**Exercise prompt:**
Reproduce only what lies between the first line of the material below and the line containing "positive clicks: (808, 540) (801, 533)", with both of those lines included and every line kept exact.

**Task inputs:**
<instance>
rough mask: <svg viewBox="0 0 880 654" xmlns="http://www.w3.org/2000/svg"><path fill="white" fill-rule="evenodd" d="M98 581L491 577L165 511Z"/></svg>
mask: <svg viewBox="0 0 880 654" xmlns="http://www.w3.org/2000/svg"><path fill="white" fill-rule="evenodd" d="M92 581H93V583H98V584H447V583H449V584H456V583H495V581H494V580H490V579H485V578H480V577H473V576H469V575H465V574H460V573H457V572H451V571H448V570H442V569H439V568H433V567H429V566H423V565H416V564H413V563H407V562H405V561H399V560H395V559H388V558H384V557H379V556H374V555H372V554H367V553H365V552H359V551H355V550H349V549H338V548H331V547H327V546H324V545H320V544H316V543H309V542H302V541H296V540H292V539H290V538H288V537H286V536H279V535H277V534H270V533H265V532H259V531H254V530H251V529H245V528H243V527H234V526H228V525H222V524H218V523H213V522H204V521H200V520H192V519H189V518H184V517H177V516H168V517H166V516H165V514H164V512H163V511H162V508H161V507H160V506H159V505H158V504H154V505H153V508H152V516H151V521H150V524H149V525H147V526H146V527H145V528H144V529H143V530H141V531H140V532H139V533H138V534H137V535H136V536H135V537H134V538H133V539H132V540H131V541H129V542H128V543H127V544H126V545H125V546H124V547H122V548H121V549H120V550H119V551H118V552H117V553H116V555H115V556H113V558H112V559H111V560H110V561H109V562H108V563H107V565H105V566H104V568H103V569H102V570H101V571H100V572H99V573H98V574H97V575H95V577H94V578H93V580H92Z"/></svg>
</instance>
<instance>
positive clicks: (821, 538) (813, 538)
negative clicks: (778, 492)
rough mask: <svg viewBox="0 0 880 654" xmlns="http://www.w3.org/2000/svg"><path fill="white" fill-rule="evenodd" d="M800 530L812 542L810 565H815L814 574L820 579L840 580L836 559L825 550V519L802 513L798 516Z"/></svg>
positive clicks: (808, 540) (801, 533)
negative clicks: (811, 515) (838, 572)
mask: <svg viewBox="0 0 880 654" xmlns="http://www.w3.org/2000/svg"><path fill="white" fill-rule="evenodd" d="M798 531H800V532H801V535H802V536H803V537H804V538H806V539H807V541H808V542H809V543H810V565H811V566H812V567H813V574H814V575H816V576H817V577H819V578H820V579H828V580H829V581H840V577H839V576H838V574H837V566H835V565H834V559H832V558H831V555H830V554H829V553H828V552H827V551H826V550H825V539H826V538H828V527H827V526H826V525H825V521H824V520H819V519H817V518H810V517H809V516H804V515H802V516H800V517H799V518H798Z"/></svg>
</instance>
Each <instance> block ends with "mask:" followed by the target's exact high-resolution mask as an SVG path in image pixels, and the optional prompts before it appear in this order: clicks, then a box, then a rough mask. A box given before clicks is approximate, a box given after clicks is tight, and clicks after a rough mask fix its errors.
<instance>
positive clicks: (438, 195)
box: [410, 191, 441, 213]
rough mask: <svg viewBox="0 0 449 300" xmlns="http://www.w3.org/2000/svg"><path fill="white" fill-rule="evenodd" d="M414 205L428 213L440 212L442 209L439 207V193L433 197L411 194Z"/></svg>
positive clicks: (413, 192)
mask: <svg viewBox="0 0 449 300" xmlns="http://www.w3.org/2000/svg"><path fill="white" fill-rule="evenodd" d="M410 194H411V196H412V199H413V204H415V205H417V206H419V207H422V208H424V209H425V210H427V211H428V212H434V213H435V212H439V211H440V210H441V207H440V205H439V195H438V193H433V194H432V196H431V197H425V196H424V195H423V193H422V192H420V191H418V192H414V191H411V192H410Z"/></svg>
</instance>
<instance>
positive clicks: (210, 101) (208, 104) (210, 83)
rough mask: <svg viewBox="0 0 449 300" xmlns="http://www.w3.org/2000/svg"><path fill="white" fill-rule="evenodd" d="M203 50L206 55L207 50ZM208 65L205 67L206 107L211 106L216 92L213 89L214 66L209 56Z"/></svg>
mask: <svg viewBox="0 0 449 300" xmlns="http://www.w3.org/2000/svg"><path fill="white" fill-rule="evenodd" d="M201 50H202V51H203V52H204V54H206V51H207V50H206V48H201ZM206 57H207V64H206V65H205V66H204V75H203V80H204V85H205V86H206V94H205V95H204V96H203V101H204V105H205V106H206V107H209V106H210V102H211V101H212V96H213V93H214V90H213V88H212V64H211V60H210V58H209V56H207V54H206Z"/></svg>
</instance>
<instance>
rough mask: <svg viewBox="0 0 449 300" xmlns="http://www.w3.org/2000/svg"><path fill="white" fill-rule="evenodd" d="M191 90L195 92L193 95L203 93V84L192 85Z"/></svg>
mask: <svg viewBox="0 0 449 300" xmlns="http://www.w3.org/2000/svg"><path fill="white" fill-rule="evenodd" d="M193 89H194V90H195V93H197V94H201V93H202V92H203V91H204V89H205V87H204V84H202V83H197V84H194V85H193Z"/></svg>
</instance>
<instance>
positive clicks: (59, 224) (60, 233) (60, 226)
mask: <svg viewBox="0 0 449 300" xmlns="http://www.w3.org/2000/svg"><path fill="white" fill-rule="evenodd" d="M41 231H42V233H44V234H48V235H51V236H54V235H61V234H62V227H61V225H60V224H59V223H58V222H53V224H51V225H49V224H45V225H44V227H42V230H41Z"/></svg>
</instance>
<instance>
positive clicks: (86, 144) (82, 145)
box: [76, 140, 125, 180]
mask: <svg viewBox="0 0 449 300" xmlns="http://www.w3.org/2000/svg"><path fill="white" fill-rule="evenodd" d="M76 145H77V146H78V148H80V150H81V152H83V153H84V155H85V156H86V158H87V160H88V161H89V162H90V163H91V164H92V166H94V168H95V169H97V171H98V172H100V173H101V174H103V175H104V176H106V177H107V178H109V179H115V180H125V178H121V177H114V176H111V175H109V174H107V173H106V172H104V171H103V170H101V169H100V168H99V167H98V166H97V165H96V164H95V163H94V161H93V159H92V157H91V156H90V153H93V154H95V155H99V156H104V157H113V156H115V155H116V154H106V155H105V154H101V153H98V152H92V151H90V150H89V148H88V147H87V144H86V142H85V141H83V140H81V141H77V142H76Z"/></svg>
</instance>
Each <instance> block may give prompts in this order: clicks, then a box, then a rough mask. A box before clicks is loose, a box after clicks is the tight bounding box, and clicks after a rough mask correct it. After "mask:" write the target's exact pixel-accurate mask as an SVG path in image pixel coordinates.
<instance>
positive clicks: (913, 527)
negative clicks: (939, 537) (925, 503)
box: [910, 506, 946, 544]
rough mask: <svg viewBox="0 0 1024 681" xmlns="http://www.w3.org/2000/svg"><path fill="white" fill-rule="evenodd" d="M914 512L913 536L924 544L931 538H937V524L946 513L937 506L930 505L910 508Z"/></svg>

**Output below:**
<instance>
rough mask: <svg viewBox="0 0 880 654" xmlns="http://www.w3.org/2000/svg"><path fill="white" fill-rule="evenodd" d="M98 581L491 577L165 511Z"/></svg>
mask: <svg viewBox="0 0 880 654" xmlns="http://www.w3.org/2000/svg"><path fill="white" fill-rule="evenodd" d="M92 581H93V583H98V584H447V583H449V584H456V583H495V581H494V580H490V579H485V578H480V577H473V576H469V575H465V574H460V573H457V572H451V571H448V570H442V569H439V568H433V567H429V566H423V565H416V564H413V563H407V562H405V561H399V560H395V559H388V558H384V557H379V556H374V555H372V554H367V553H365V552H359V551H355V550H349V549H338V548H331V547H327V546H324V545H320V544H316V543H309V542H302V541H296V540H292V539H290V538H288V537H286V536H279V535H277V534H270V533H265V532H259V531H254V530H251V529H245V528H243V527H234V526H228V525H222V524H218V523H213V522H204V521H200V520H192V519H189V518H184V517H177V516H168V517H166V516H165V514H164V512H163V511H162V508H161V507H160V506H159V505H158V504H154V505H153V508H152V516H151V521H150V524H149V525H147V526H146V527H145V528H144V529H143V530H141V531H140V532H139V533H138V534H137V535H136V536H135V537H134V538H133V539H132V540H131V541H129V542H128V543H127V544H126V545H125V546H124V547H122V548H121V549H120V550H119V551H118V552H117V553H116V555H115V556H113V558H112V559H111V560H110V561H109V562H108V563H107V565H105V566H104V568H103V569H102V570H101V571H100V572H99V573H98V574H97V575H95V577H94V578H93V580H92Z"/></svg>
</instance>
<instance>
positive clicks: (821, 538) (813, 538)
negative clicks: (778, 492)
rough mask: <svg viewBox="0 0 880 654" xmlns="http://www.w3.org/2000/svg"><path fill="white" fill-rule="evenodd" d="M800 530L812 542L810 565H815L814 574L820 579L840 580L836 559L825 550V519L802 513L798 516Z"/></svg>
positive clicks: (808, 540) (801, 533)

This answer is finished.